## Request
Output the records. Match them exactly.

## Stored items from a collection
-=-=-
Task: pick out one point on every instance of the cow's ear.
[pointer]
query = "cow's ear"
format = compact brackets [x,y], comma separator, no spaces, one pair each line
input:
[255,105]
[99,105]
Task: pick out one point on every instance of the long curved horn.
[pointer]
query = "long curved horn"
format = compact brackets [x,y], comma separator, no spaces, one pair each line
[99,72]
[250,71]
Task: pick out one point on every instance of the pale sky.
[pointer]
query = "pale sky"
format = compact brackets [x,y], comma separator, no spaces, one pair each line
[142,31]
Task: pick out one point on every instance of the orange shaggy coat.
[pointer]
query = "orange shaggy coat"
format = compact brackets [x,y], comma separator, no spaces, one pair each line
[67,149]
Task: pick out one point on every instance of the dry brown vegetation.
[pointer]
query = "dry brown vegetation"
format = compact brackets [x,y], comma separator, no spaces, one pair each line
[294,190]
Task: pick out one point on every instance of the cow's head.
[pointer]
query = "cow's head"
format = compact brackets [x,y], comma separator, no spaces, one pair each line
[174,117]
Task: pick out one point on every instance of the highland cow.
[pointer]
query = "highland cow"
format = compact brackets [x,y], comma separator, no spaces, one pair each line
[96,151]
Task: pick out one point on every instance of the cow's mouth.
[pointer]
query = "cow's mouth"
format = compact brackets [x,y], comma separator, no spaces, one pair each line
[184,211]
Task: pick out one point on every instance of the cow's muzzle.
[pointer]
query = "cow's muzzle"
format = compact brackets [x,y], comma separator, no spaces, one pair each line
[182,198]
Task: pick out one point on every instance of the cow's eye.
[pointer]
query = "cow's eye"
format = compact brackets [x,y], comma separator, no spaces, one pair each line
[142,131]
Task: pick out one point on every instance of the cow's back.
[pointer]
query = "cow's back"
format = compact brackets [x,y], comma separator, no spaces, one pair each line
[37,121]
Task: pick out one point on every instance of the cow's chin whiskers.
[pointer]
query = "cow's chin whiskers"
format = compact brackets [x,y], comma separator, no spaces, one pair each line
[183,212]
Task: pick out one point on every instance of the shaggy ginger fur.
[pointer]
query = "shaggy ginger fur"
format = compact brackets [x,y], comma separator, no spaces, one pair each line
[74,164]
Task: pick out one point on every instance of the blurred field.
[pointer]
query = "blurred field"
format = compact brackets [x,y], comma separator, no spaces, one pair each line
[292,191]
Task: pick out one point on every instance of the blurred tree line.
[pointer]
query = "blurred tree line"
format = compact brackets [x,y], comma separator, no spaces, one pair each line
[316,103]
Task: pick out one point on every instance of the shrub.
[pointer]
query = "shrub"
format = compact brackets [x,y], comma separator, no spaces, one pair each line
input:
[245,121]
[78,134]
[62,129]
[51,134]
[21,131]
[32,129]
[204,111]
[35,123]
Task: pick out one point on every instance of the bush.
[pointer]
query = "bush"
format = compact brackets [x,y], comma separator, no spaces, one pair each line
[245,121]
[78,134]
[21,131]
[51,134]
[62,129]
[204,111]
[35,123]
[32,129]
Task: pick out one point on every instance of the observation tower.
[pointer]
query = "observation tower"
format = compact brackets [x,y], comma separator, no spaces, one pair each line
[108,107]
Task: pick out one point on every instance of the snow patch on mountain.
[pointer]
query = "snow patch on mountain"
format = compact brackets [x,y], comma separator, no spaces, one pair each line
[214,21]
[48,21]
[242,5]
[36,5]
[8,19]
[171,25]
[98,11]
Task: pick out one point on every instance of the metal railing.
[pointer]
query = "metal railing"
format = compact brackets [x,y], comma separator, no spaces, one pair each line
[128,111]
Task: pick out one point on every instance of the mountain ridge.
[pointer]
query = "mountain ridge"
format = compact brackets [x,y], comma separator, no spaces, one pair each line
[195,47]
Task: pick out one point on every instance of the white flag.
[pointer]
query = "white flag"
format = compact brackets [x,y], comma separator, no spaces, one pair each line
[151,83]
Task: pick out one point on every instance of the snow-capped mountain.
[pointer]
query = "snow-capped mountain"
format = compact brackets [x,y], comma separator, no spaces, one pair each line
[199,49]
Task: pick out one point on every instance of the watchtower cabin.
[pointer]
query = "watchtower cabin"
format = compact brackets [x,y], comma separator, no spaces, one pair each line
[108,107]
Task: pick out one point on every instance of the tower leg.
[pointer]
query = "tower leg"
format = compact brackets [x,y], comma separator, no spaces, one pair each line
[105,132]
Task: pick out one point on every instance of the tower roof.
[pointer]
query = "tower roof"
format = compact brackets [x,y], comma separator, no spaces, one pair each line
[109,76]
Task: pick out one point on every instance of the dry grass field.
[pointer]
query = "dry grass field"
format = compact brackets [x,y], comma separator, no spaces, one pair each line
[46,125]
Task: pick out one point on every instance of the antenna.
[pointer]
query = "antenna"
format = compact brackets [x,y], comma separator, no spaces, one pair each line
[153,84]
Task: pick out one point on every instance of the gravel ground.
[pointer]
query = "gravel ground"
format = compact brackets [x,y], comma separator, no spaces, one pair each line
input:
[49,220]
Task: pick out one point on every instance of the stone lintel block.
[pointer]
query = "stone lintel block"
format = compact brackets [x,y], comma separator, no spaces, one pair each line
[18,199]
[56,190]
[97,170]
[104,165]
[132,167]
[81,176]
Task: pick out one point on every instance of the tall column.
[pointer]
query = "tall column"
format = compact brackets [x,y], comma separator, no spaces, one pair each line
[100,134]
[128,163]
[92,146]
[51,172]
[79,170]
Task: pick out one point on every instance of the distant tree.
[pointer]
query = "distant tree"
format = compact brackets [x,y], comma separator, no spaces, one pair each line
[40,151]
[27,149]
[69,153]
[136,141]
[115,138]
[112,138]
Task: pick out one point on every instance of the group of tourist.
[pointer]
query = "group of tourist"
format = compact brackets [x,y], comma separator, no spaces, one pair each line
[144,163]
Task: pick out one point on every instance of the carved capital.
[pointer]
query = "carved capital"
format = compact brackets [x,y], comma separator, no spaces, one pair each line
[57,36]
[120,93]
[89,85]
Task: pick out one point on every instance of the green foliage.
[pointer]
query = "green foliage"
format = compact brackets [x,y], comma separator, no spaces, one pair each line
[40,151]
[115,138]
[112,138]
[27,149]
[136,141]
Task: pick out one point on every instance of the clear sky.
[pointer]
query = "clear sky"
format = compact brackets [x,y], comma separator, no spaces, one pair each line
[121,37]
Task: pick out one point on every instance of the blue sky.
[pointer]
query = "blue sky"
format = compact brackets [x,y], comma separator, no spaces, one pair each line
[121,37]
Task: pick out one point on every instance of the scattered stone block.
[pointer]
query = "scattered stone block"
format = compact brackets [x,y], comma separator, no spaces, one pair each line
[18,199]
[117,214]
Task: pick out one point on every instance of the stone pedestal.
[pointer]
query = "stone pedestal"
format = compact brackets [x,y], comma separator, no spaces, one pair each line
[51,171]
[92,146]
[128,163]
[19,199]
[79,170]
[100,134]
-=-=-
## Reply
Task: pick out one point on every instance of the cow's ear.
[pointer]
query = "cow's ear"
format = compact brackets [x,y], comma separator, no spaces, one pair each line
input:
[255,105]
[99,105]
Task: pick out one point on every instance of the long curved horn.
[pointer]
query = "long curved horn"
format = compact brackets [x,y], comma separator, no spaces, one pair each line
[99,72]
[250,71]
Task: pick out one point on every instance of the pale sky.
[pointer]
query = "pale sky"
format = compact brackets [x,y], comma separator, no spaces, one pair each line
[142,31]
Task: pick out one point on every instance of the orange shaggy coat.
[pointer]
query = "orange shaggy coat"
format = compact brackets [x,y], comma separator, no spaces, one pair each line
[67,149]
Task: pick out one point on every instance of the dry brown vegetation.
[pointer]
query = "dry brown vegetation"
format = compact brackets [x,y], comma separator, no spaces, one pair each line
[294,190]
Task: pick out one point on every instance of the cow's head.
[pointer]
query = "cow's head"
format = compact brackets [x,y], comma separator, no spaces, one pair each line
[174,117]
Task: pick out one point on every instance of the highland cow.
[pointer]
query = "highland cow"
format = compact brackets [x,y], comma separator, no spaces, one pair each line
[96,151]
Task: pick out one point on every instance of the cow's mouth.
[pointer]
query = "cow's mouth"
format = compact brackets [x,y], comma separator, no spaces, one pair each line
[184,211]
Task: pick out one point on every instance of the cow's muzzle.
[pointer]
query = "cow's muzzle"
format = compact brackets [x,y], comma separator, no spaces, one pair each line
[182,198]
Task: pick out one point on every instance of the cow's eye.
[pointer]
query = "cow's eye"
format = compact brackets [x,y], comma separator, no spaces, one pair each line
[142,131]
Task: pick out one point on every instance of the cow's back.
[pointer]
query = "cow's back"
format = compact brackets [x,y], comma separator, no spaces, one pair each line
[37,121]
Task: pick out one point on every instance of the cow's chin whiskers.
[pointer]
query = "cow's chin whiskers"
format = compact brackets [x,y], comma separator, no spaces, one pair each line
[183,212]
Task: pick out one point on every instance of the shaggy ginger fur.
[pointer]
query = "shaggy ginger fur"
format = compact brackets [x,y], comma separator, no spaces, one pair each line
[74,164]
Task: pick out one point on every instance of the blurred field.
[pointer]
query = "blurred field"
format = compact brackets [x,y], comma separator, no spaces, one pair each line
[292,191]
Task: pick out one point on every instance of the blurred tree line.
[pointer]
query = "blurred tree line"
format = compact brackets [x,y], comma separator, no spaces, one pair each line
[316,103]
Task: pick out one point on every instance of the shrub.
[pointer]
query = "shrub"
format = compact brackets [x,y], comma separator, no spaces, one pair each line
input:
[245,121]
[78,134]
[62,129]
[51,134]
[21,131]
[32,129]
[204,111]
[35,123]
Task: pick out one point on every instance of the bush.
[pointer]
query = "bush"
format = compact brackets [x,y], comma separator, no spaces, one pair each line
[245,121]
[78,134]
[21,131]
[51,134]
[62,129]
[204,111]
[35,123]
[32,129]
Task: pick out one point on every instance of the observation tower.
[pointer]
query = "observation tower"
format = compact brackets [x,y], comma separator, no spaces, one pair each line
[108,107]
Task: pick out one point on every instance of the snow patch on mountain.
[pointer]
query = "snow patch on mountain"
format = compact brackets [x,y], comma separator, no spaces, one pair each line
[214,21]
[48,21]
[242,5]
[36,5]
[8,19]
[171,25]
[98,11]
Task: pick out one point on every instance of the metal railing.
[pointer]
query = "metal railing"
format = compact brackets [x,y], comma separator, no spaces, one pair each line
[128,111]
Task: pick out one point on every instance of the mountain ridge.
[pointer]
query = "mountain ridge"
format = compact brackets [x,y], comma separator, no spaces, one pair each line
[195,47]
Task: pick out one point on every instance of the white flag.
[pointer]
query = "white flag"
format = compact brackets [x,y], comma separator, no spaces, one pair each line
[151,83]
Task: pick out one point on every instance of the snow-capped mountain.
[pointer]
query = "snow-capped mountain"
format = compact brackets [x,y], comma separator, no spaces, one pair each line
[199,49]
Task: pick out one point on every instance of the watchtower cabin.
[pointer]
query = "watchtower cabin"
format = compact brackets [x,y], comma separator, no spaces, one pair each line
[108,107]
Task: pick out one point on every instance of the tower leg.
[pointer]
query = "tower leg"
format = compact brackets [x,y], comma separator, no spaces, one pair each line
[105,132]
Task: pick out one point on every instance of the tower roof.
[pointer]
query = "tower roof"
format = compact brackets [x,y], comma separator, no spaces, one pair each line
[109,76]
Task: pick out one point on every instance of the dry grass field.
[pointer]
query = "dry grass field"
format = compact brackets [x,y], comma separator, no spaces, one pair each line
[46,125]
Task: pick out one point on every instance of the antenna.
[pointer]
query = "antenna"
format = compact brackets [x,y], comma separator, no spaces, one pair each line
[153,84]
Task: pick out one point on every instance of the gravel ground.
[pointer]
query = "gravel ground"
format = compact brackets [x,y], comma separator, no spaces, one pair each line
input:
[49,220]
Task: pick out one point on every instance of the stone lintel block.
[pointer]
query = "stone lintel block"
format = compact brackets [x,y], comma separator, no spaces, one pair each line
[18,199]
[56,190]
[97,170]
[104,165]
[132,167]
[81,176]
Task: pick out one point on every instance of the tall column.
[pointer]
query = "tall column"
format = compact brackets [x,y], comma separator, no spaces, one pair each line
[100,134]
[128,163]
[92,146]
[51,172]
[79,170]
Task: pick out one point on every instance of the distant tree.
[pointer]
query = "distant tree"
format = compact brackets [x,y], comma separator, no spaces, one pair each line
[40,151]
[27,149]
[69,153]
[136,141]
[115,138]
[112,138]
Task: pick out one point on every instance of the group of tourist.
[pointer]
query = "group of tourist"
format = compact brackets [x,y], comma separator, no spaces, one pair each line
[144,163]
Task: pick out one point on every instance of the carved capital.
[pointer]
query = "carved capital"
format = compact brackets [x,y], comma separator, no spaces, one pair each line
[57,36]
[120,93]
[89,85]
Task: pick out one point on every instance of the green foliage.
[pointer]
query = "green foliage"
format = compact brackets [x,y], comma separator, no spaces, one pair each line
[40,151]
[115,138]
[112,138]
[27,149]
[136,141]
Task: pick out one point on every instance of the clear sky.
[pointer]
query = "clear sky"
format = compact brackets [x,y], comma separator, no spaces, one pair each line
[121,37]
Task: pick out one point on every instance of the blue sky.
[pointer]
query = "blue sky"
format = compact brackets [x,y], comma separator, no spaces, one pair each line
[121,37]
Task: pick out one point on every instance of the scattered stone block.
[pointer]
query = "scattered stone block"
format = compact brackets [x,y], comma separator, no spaces, one pair each line
[18,199]
[117,214]
Task: pick out one point on every instance of the stone pedestal.
[pointer]
query = "stone pedestal"
format = compact brackets [x,y], comma separator, no spaces, one pair each line
[51,171]
[92,146]
[128,163]
[19,199]
[79,170]
[100,134]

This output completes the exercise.